# Görev
Otobüste yan koltuğa oturan genç kızla başlayan sohbeti anlatan yazıyı, son cümlesinden sonra sürdürün.

# Alıntı metin
Kur'anı Kerim ilmine dayanmayan, denilenleri kabullenmem ben. Dinozor deyip duran bilim adamı dedikleri biliyor mu ki, kendilerinden daha ne bilgililer bu dünyada yaşamış göçmüş. Bu dünyalık olan değerler, göze -gönle hoş görünürmüş, ama hepsi boştur boş. Her neyse işte, bu parkın yapımı ölü yatırım olmuş. Atıl durumda kıyıda kenarda kalmış. Bir müteahhit çıkıp, dinozor heykellerini yıkıp, park yerini bina yığını haline getirirse şaşmamak gerek. 
 
Of be, biz insanlar ne yapıyoruz? Tevhidî görüşten uzak olduğumuz için birbirimizi anlamıyoruz. Aslında biz birbirimizle konuşmayı bile unuttuk. Oysa, iç rahatlatıcı sohbetlere öyle muhtacız ki…
2000'li yıllara gireli bize bir haller oldu. Nefsimiz dünya hırsıyla doldu. Ruhumuz sevgisiz kaldı, yalnızlığa büründü.
 
1990'lı yılların son demlerinde, yalnız yaptığım seyahatlerimde yanımda kim oturuyorsa konuşarak, konuları deşeleyerek saatin hızını artırırdık. Yanımdaki koltuk boş olurdu bazen, öndekiyle, yahut koridorda yanıma düşen koltuktaki hanım yolcuyla güzel sohbetler ederdik. Bazı dostluklarım böyle başlamıştı.
Bir keresinde İstanbul'dan bizim şehre gidecek otobüse bindim. Yanımdaki koltuğa genç bir hanım oturdu.Çok zarif, masum bakışlı güzelce bir genç kızdı.Önce merhabalaştık, sonra birbirimize nereye, neden gittiğimizi sorduk. Böyle başladı yol boyu sürecek muhabbetimiz. 
O kadar gözlerinin içi gülerek konuşuyordu ki, karşısında kayıtsız kalamıyor, bu gülümsemeye aynı samimi gülümsemeyle karşılık vermeye gayret ediyordum.

Saklanan kayıtlar
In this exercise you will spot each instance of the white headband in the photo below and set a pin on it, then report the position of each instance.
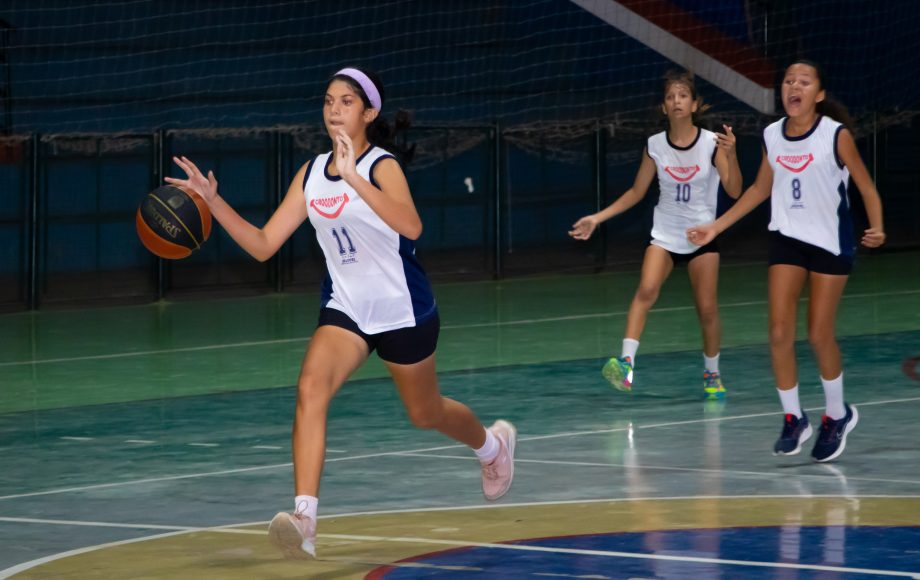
(370, 89)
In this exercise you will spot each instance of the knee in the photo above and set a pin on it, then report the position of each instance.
(647, 294)
(709, 314)
(425, 416)
(820, 337)
(312, 393)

# Yanıt
Sıkılmadık birbirimizden, uykuyu çağırmadık gözlerimize. Sohbetimiz o kadar derinleşti ki, bu hanımın aslında yeni evli olduğunu, kocasının bizim ilde asker bulunduğunu, kendisinin de onun yemin törenine gittiğini öğrendim. Yolculuğunda yalnızdı, ama benimle yaptığı sohbette yalnızlığını unutmuştu. Ben yanında konuşan biri olmasaydım, belki zihni anılara dalmaktan yorgun düşecek, gözleri buğulanacak, ağlamaktan çekindiği için kendini kasacak, ruhuna eziyet ederek mutsuz bir yolculuk yapacaktı. Birbirimizle konuştukça konuştuk, ruhlarımızı rahatlattık. 12 saatlik yolculukta birbirimizin açıklarını güzel sözcüklerle yamaladık. Yalnızlık hissine hiç kapılmadan, can sıkıntısına yakalanmadan yolculuğumuzu tamamladık. 
 
Bir otele gidecekti, "asker çıkar hafta sonu, oteller kalabalık olur. Rahat edemezsin." diyerek izin vermedim. Evime götürdüm. Allah'ın gönderdiği konuk belleyip, Allah rızası için sevdim onu. Yabancılık hissetmemesi için olumsuz sözcüklerden bile korudum, kolladım. En değerli misafirim olarak ağırladım. Ertesi gün birlikte gittik yemin törenine, orada eşiyle mutlu sarılmalarına tanık oldum. Beraber yedik, içtik. Sonra baş başa bırakmak adına vedalaşıp ayrıldım yanlarından...
 
Akşam vaktine doğru kapım çalındı. Yol arkadaşım ve asker kocası kapı önündeydi. Asker koca dedi ki: "Bir günlük iznim bitti. Birliğime teslim olmadan eşimi de size teslim ediyorum. Onu İstanbul'a yolcu eder misiniz?" 
Duygulandım, severek emanetin ulaşımını üstlendim. Bunlar güzel şeyler, bir insana güven duymak, bir insanı sevmek, saymak, şimdi göremediğimiz değerler.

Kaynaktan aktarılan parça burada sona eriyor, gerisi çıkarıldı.